(Dataset entries)
+ + + + +
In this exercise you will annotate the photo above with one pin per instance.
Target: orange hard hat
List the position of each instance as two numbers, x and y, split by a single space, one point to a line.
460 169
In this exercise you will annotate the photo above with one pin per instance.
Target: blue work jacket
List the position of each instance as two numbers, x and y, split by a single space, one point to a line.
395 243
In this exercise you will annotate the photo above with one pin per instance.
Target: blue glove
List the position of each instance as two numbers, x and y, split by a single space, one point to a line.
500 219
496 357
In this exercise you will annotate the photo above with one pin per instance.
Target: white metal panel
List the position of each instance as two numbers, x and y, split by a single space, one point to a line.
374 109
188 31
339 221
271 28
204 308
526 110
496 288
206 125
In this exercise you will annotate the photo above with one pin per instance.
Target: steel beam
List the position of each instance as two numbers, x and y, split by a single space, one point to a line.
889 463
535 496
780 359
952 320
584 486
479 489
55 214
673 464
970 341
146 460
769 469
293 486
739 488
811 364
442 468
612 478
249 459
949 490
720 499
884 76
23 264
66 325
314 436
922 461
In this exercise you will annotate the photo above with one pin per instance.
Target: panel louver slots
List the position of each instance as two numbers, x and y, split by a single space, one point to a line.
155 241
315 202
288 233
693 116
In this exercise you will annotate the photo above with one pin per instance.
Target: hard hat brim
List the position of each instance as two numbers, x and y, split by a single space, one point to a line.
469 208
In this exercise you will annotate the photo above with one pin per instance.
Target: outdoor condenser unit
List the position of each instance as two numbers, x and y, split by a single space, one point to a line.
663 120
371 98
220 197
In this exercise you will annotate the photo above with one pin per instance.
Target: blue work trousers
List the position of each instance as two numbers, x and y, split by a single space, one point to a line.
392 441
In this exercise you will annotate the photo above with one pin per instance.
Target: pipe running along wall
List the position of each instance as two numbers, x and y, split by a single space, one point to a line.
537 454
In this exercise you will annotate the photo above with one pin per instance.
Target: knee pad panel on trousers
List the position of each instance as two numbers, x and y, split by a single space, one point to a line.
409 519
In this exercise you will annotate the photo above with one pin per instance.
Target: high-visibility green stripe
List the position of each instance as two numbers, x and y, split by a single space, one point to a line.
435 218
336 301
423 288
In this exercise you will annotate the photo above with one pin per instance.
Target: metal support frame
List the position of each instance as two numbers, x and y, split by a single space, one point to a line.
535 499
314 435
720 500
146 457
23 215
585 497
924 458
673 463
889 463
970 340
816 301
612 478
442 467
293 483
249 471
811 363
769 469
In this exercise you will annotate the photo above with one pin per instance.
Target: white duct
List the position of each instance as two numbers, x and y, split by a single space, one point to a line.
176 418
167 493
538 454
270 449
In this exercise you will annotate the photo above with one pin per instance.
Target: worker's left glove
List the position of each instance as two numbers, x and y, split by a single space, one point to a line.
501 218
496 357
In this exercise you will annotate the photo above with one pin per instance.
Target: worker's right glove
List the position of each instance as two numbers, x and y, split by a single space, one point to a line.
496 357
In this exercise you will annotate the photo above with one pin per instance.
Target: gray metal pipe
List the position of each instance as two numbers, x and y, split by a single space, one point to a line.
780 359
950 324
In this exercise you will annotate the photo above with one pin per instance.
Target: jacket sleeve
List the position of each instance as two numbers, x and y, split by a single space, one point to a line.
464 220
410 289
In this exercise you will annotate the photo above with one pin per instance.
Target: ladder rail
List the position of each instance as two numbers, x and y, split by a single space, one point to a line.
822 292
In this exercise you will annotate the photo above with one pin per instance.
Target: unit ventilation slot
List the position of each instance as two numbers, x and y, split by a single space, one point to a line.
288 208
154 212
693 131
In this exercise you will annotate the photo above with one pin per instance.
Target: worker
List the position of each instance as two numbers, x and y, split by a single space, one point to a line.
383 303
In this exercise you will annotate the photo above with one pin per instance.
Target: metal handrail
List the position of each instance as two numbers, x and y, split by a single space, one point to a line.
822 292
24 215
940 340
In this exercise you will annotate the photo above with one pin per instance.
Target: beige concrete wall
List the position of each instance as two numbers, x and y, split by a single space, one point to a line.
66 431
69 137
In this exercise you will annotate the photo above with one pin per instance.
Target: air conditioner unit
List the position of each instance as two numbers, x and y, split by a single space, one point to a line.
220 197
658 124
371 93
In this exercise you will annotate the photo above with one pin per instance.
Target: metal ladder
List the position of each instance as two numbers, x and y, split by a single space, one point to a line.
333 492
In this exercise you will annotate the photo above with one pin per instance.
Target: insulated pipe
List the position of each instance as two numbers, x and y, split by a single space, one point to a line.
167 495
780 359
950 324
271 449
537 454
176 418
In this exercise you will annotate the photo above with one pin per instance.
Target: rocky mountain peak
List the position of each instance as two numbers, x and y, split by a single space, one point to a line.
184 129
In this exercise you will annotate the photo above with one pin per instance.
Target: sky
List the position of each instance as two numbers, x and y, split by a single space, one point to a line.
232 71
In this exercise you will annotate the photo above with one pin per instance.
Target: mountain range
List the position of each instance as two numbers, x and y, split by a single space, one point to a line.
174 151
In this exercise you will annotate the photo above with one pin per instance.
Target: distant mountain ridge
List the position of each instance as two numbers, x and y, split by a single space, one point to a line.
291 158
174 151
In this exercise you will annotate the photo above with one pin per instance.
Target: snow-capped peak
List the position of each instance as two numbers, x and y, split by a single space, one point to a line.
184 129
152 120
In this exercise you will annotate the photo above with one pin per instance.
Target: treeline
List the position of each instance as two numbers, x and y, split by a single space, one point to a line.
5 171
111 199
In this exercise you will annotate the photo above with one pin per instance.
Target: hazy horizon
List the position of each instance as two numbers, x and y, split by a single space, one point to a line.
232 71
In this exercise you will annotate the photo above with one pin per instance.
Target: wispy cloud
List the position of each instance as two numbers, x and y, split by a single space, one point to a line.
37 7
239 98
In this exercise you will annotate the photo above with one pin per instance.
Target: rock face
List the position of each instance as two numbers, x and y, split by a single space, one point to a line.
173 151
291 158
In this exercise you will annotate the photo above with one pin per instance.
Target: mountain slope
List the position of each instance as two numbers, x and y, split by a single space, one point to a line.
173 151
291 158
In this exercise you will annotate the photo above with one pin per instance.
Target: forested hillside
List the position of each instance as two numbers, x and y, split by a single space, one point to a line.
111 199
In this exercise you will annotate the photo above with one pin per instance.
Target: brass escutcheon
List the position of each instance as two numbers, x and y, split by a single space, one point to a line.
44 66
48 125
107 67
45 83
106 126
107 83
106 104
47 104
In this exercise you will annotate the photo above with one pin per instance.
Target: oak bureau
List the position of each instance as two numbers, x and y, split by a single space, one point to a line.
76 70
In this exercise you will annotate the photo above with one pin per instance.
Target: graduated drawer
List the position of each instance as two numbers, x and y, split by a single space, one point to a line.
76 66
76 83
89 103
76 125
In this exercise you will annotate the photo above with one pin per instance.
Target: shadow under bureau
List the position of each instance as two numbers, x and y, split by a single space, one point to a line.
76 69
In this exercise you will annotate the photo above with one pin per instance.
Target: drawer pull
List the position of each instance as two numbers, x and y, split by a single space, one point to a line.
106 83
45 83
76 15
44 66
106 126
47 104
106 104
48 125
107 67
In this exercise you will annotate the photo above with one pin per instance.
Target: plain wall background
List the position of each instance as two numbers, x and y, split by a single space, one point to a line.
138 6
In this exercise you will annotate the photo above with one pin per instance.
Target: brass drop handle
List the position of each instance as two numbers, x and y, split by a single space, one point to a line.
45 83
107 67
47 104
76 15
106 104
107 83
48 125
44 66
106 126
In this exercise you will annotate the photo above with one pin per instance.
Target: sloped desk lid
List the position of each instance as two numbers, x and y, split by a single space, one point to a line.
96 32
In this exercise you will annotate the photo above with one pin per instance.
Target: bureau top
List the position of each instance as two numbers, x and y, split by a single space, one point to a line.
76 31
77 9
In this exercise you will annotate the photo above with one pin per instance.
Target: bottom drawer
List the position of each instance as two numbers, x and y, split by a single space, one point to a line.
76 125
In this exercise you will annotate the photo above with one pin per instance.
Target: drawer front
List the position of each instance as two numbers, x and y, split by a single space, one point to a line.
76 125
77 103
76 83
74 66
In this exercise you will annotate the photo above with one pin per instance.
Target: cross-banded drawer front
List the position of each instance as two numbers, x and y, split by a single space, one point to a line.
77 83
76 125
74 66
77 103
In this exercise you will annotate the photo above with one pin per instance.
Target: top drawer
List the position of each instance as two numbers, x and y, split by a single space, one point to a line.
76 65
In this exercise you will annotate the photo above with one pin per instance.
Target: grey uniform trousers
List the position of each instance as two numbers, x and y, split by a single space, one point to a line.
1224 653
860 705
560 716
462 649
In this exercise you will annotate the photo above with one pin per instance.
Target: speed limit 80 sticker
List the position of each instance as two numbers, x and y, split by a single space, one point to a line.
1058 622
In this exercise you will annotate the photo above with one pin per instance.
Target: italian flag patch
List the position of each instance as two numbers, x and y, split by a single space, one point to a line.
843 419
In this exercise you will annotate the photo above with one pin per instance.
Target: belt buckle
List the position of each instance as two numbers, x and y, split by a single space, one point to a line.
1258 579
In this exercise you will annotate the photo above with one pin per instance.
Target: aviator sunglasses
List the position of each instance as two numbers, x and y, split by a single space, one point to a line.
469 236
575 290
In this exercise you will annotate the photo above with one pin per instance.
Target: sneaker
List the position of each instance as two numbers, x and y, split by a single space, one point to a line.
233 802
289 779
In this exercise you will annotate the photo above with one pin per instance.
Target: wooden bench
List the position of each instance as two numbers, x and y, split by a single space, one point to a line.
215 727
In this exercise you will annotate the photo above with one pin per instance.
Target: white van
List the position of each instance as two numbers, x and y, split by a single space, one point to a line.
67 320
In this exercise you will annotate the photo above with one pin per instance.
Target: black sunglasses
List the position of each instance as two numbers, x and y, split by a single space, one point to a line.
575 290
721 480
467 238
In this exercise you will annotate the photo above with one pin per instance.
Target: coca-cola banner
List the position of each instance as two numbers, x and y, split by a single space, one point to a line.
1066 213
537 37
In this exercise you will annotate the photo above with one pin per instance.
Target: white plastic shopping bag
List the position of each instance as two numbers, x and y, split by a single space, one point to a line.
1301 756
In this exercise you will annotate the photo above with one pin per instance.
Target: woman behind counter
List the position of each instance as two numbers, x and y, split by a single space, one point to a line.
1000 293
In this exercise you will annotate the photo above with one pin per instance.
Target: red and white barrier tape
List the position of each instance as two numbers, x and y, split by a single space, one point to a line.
+ + + + +
| What to produce |
Extract every line of the items above that contains the word "glove", matching case.

| Solution to the exercise |
Target: blue glove
Target: worker's left glove
Target: worker's right glove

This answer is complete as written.